***** GIVEN PASSAGE

According to the prime minister of the conflict-ravaged Syria, as many as seven oil tankers en route to Syria have been intercepted in what he called "terrorist attacks." Two of the oil tankers have been delayed for more than a month in the Red Sea before loading, Reuters reported, citing state media which carried Arnous' words.
The tanker delays have exacerbated fuel shortages in Syria, which will be looking to import more crude to meet its fuel demand, the prime minister said.
Maritime security company Dryad Global said on Sunday that "Syrian Prime Minister says two tankers heading from #Iran to #Syria were "targeted" in Red Sea."
Quote-tweeting this, TankerTrackers.com said that "They both made it just fine to Syria even though they took a lengthy pit-stop at the Iranian purported "spy ship", SAVIZ. One of them has delivered a million barrels of Iranian oil to the Baniyas refinery while the other one carrying equal amount, is keeping 30,905 m distance."
Western sanctions on Syria and the U.S. sanctions on Iran's oil exports have made Iranian shipments to Syria more difficult in recent years. Syria, which has become increasingly dependent on imports of crude after the conflict in the country started in 2011, has relied on imports from Iran to cover its needs.

**********
***** DATA SHOWN

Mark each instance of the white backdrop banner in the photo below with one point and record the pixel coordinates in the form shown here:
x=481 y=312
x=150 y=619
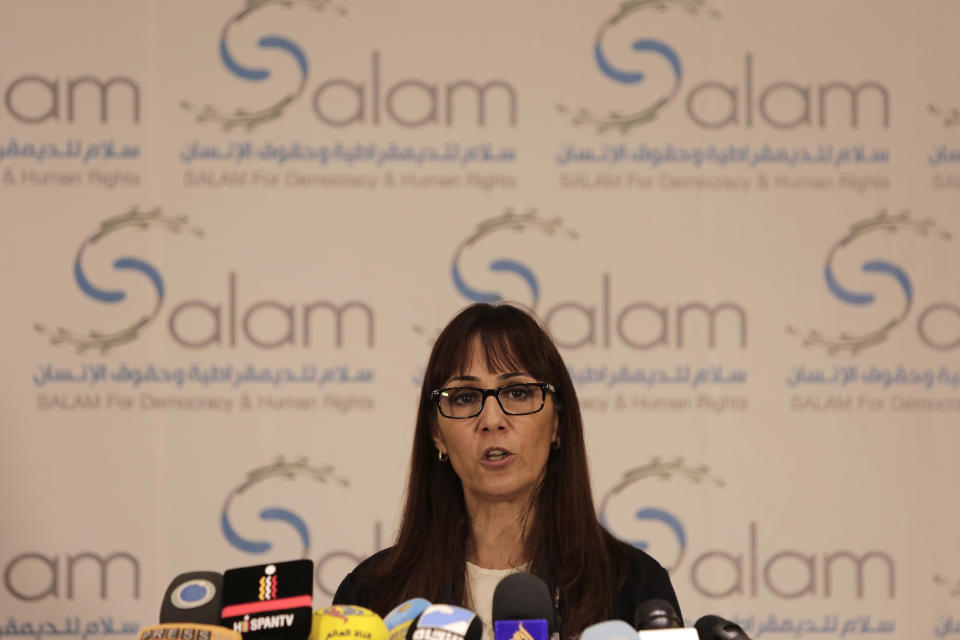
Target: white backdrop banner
x=232 y=229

**********

SET TASKS |
a: Summarize the oil tanker report in two sentences.
b: Arrange the lines of the listing as a numbered list, leaving out blank lines and the picture.

FULL ANSWERS |
a: Syria's prime minister said as many as seven oil tankers bound for Syria had been intercepted in what he called "terrorist attacks," and that delays to two of them in the Red Sea had worsened the country's fuel shortages. TankerTrackers.com said both of those tankers reached Syria, and the report notes that Western sanctions on Syria and U.S. sanctions on Iran's oil exports have made the Iranian shipments Syria relies on more difficult.

b:
1. Mark each instance of the white backdrop banner in the photo below with one point and record the pixel coordinates in the form shown here:
2. x=481 y=312
3. x=150 y=619
4. Target: white backdrop banner
5. x=232 y=229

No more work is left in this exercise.